I think i've learnt my lesson. If a guy has a chip on his shoulder, nothing you can do will help him. :rolleyes:

Posted

yeah. i might fall under that label of "nice guy" in that i'm pretty easy going, i trust what people say until evidence shows they aren't worthy of trust, and i accommodate other people when i can.

 

but i never stayed with a job and took sh*t from a boss when i was employed by others, if that was an issue i just quit and found another one. i don't blame my parents for any problems i've had as an adult, the way i see it as soon as i turned 18 the decisions became mine, not theirs. i'm not scared to tell women what i think and what i want, whether that be positive or negative, and i don't get passive-aggressive, if there's an issue i just say it calmly and rationally.

 

sounds like what you really found was a loser who tried to steal someone else's image and then fell apart when he couldn't maintain the facade.

Posted

The problem is men in general seem to think that just because they can't get a girl, they must be a "nice guy". The term seemingly has nothing to do anymore with actually being nice to people, but really it's a blanket term to cover guys who maybe are ugly, or creepy, or socially inept.

 

Have I been rejected in my past because I was a good man to a girl? Yes.

 

Does that mean I'm a "nice guy" (according to the "real meaning")? No.

 

It means the girl either didn't feel a connection, but will go off to find a guy she does connect with...or even she's got her own issues and can't handle it when a guy is good to her. In my past I know it was because I wasn't what the woman desired in a man both physically and socially.

 

I've known guys both on these boards and off who claim they're nice guys and are rejected for that, but you see their real colors. They'll become drama queens or even just plain mean when a girl rejects them. They can't hold a real conversation, or they are uptight and uncomfortable to be around when they're out. Some want life to be "a certain way", so when they eye out a girl, they hope she'll be willing to become his subjugate...just so he can live his "I am tha man" fantasy.

 

Some are just having other red flags they seemingly think women should overlook...like a 30something guy who can't hold a job and lives with his parents. They think they're rejected because they believe they are "nice" to women, but the reality is women see no future with him.

 

NOW...some women do actually reject guys who are good to them and instead chase abusive guys. This doesn't speak for all women though, and those few who chase abuse are women any guy shouldn't deal with.

  • Author
Posted
The problem is men in general seem to think that just because they can't get a girl, they must be a "nice guy". The term seemingly has nothing to do anymore with actually being nice to people, but really it's a blanket term to cover guys who maybe are ugly, or creepy, or socially inept.

 

Have I been rejected in my past because I was a good man to a girl? Yes.

 

Does that mean I'm a "nice guy" (according to the "real meaning")? No.

 

It means the girl either didn't feel a connection, but will go off to find a guy she does connect with...or even she's got her own issues and can't handle it when a guy is good to her. In my past I know it was because I wasn't what the woman desired in a man both physically and socially.

_Listing_.
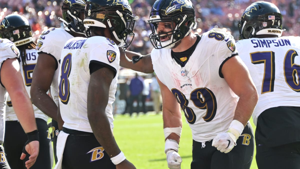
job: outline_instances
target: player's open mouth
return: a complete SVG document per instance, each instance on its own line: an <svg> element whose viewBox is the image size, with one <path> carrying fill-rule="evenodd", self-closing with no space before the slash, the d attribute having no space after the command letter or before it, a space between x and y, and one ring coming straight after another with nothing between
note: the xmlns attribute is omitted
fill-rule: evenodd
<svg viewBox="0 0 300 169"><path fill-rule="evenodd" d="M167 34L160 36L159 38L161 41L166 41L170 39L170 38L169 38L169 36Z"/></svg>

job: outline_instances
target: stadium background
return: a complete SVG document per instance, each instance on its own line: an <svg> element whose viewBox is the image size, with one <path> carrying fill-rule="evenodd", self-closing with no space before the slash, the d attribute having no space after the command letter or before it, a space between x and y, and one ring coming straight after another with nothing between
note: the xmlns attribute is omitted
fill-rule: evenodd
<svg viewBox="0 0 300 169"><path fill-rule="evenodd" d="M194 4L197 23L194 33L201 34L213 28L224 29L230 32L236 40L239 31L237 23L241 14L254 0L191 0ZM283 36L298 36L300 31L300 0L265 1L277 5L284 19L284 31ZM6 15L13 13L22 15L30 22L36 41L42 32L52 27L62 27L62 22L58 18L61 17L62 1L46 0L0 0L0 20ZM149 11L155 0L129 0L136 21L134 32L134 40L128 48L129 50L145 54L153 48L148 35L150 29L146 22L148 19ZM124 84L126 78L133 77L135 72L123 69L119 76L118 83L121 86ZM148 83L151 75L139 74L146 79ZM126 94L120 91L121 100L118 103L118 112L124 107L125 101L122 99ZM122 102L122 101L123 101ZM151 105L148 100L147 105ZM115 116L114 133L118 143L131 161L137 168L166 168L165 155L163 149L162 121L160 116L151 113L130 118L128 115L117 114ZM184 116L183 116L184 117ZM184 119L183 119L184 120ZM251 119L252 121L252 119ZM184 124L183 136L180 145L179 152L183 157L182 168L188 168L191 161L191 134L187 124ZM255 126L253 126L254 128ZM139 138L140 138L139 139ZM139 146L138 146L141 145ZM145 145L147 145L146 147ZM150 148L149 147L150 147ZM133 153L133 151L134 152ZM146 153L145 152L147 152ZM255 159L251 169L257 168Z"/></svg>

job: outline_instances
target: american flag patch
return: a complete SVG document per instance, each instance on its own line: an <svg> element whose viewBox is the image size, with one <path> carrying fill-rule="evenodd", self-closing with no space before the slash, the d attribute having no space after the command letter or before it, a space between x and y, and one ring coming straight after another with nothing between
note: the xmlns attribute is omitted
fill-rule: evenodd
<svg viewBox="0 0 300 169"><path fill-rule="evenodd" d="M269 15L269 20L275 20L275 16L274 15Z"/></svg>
==
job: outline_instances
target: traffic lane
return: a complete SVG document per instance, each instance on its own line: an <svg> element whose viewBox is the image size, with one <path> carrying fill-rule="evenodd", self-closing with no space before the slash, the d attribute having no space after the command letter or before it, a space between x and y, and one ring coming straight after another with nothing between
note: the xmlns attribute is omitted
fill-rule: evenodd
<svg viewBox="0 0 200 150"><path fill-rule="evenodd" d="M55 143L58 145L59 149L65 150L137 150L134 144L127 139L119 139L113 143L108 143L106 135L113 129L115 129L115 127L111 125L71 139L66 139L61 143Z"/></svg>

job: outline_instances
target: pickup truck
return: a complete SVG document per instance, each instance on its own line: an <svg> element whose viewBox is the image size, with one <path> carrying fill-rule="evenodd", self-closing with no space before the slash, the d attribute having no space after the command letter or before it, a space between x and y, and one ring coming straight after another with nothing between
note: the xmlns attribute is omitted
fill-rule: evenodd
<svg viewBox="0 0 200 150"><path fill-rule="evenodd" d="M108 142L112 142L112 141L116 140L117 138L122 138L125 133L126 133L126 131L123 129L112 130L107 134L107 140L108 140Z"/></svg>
==
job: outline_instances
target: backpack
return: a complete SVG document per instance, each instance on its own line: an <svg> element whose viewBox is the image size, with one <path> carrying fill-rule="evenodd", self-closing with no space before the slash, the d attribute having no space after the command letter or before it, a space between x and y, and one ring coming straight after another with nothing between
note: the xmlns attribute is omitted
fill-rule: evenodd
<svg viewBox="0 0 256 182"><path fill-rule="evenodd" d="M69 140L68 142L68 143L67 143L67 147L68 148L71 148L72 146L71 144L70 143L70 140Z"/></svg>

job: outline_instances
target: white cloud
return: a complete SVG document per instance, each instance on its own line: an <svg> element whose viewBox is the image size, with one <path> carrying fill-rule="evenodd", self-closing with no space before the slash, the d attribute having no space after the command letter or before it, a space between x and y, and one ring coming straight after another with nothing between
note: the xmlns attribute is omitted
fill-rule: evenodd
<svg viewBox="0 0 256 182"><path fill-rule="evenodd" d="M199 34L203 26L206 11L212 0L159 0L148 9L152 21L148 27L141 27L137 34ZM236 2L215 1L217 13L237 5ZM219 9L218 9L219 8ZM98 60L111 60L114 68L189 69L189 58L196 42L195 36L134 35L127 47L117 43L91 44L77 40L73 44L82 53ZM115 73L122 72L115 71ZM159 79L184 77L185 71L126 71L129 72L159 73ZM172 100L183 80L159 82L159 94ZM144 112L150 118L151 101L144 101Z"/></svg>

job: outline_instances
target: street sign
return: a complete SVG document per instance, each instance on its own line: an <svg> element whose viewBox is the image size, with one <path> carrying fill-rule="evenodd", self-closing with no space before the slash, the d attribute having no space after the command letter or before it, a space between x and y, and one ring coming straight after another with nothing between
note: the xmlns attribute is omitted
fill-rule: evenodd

_Instruction 1_.
Print the passage of the forum thread on "nice guys" from "yeah. i might" up to and including "maintain the facade.".
_Instruction 2_.
Condense the paragraph of the "nice guys" forum thread that begins "I've known guys both on these boards" into a short bulleted list that keeps its main points.

_Task output 1_.
yeah. i might fall under that label of "nice guy" in that i'm pretty easy going, i trust what people say until evidence shows they aren't worthy of trust, and i accommodate other people when i can.

 

but i never stayed with a job and took sh*t from a boss when i was employed by others, if that was an issue i just quit and found another one. i don't blame my parents for any problems i've had as an adult, the way i see it as soon as i turned 18 the decisions became mine, not theirs. i'm not scared to tell women what i think and what i want, whether that be positive or negative, and i don't get passive-aggressive, if there's an issue i just say it calmly and rationally.

 

sounds like what you really found was a loser who tried to steal someone else's image and then fell apart when he couldn't maintain the facade.

_Task output 2_.
- Some men, on these boards and off, claim they are nice guys who get rejected for it, but their real colors show.
- When a girl rejects them, they become drama queens or plain mean.
- They can't hold a real conversation, or they are uptight and uncomfortable to be around when out.
- Some want life "a certain way" and hope a girl will become his subjugate so he can live his "I am tha man" fantasy.